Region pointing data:
◇ ◇ ◇

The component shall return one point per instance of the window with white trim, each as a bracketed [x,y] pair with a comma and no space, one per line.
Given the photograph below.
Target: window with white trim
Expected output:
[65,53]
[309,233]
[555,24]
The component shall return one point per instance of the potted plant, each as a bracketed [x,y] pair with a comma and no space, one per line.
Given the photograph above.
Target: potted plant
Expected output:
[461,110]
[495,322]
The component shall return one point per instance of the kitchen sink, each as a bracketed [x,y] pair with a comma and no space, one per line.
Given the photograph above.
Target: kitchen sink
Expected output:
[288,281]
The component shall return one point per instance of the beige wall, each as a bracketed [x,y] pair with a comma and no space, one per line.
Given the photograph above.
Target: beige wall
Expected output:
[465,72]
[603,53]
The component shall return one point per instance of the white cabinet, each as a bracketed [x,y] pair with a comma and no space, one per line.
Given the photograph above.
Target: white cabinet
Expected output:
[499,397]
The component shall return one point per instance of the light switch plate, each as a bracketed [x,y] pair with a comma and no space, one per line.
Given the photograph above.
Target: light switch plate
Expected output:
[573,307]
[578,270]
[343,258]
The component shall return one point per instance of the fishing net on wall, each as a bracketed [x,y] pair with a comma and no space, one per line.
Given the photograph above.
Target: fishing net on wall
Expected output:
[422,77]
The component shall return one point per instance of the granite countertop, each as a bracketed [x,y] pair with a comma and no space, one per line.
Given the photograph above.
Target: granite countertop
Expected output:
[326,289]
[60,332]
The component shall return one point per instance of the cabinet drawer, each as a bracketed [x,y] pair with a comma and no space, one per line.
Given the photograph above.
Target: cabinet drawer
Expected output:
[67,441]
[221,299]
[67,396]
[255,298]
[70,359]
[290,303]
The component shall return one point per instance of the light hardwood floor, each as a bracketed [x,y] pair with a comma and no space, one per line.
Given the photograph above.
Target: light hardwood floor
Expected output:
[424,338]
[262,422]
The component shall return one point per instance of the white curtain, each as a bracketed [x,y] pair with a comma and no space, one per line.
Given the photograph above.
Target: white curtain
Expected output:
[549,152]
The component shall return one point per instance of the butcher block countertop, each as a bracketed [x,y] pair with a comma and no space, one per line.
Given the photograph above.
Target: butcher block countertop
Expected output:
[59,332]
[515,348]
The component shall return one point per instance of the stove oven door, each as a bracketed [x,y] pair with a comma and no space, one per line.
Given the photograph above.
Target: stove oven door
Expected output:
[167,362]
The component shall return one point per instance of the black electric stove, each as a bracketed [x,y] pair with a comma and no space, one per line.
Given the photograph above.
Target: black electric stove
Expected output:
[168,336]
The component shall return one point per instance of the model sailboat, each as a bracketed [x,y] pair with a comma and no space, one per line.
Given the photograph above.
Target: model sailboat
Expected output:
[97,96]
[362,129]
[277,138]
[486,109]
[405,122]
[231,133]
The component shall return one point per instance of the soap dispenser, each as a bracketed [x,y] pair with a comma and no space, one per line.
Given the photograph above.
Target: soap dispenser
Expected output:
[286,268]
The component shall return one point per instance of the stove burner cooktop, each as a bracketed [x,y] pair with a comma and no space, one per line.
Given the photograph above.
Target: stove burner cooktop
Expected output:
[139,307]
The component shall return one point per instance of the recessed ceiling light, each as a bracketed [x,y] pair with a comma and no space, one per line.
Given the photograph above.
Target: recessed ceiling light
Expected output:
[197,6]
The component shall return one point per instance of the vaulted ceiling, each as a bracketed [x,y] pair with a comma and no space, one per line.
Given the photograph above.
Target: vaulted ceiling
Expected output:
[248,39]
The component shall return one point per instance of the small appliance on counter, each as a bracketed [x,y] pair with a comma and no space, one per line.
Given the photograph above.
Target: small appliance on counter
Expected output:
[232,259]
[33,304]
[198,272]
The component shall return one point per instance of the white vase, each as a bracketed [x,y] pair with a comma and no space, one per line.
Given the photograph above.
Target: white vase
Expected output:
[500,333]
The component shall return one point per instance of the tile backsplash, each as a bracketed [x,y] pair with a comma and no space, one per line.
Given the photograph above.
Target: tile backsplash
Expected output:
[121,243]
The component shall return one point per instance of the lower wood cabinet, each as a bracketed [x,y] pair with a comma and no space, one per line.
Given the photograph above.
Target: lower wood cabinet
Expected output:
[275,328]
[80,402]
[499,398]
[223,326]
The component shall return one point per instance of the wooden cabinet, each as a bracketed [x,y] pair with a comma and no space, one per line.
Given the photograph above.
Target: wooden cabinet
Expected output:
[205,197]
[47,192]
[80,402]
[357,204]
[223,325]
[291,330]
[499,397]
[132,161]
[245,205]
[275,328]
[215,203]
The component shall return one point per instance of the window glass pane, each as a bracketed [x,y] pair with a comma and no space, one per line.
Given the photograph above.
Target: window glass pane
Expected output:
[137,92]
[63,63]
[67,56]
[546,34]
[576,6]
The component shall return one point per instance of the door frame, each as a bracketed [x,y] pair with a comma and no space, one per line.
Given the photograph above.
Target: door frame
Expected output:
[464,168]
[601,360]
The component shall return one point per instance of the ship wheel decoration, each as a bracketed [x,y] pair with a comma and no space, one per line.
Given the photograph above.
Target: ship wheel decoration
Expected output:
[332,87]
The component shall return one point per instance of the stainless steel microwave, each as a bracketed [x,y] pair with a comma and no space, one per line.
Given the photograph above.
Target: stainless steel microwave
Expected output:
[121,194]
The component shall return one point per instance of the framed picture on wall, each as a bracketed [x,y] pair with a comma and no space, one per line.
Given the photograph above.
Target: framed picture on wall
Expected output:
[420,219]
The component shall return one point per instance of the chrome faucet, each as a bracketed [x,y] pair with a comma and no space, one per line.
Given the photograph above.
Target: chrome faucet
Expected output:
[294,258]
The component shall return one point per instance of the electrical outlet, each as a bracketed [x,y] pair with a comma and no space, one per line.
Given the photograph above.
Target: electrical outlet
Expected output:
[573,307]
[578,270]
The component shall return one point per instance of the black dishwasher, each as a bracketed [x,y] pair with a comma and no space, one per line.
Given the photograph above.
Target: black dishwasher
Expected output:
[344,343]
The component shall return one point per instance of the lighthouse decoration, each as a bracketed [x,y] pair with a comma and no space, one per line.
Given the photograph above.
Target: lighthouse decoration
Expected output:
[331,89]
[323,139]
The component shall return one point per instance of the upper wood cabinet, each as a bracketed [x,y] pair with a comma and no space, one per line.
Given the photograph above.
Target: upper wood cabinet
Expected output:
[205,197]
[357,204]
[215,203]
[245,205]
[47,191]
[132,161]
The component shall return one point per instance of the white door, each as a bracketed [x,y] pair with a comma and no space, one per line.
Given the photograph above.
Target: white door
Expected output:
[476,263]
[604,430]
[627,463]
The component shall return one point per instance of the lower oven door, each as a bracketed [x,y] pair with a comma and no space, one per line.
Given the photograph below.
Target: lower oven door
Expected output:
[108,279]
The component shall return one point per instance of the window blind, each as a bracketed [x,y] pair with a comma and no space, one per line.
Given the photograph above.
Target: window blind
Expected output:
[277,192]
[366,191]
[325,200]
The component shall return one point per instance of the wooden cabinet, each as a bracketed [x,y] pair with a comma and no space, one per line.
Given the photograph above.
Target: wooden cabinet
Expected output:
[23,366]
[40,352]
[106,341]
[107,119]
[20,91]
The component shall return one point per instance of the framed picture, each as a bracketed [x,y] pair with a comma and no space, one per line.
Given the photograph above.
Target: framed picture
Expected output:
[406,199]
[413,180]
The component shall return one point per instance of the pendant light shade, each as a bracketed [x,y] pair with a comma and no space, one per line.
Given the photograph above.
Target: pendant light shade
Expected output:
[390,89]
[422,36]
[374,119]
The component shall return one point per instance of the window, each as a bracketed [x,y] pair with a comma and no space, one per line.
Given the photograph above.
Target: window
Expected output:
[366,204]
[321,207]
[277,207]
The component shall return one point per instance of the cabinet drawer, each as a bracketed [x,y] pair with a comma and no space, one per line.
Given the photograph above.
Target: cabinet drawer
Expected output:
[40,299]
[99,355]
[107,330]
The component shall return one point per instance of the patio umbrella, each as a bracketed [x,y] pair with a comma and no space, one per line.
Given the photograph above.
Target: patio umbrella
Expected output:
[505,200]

◇ ◇ ◇

YOUR OBJECTIVE:
Report each line of the data in which "chrome" occurs.

TASK RESULT:
The component shall return one point per instance of the chrome faucet, each as a bracketed [x,y] pair with a comma and no space, one per line.
Target: chrome faucet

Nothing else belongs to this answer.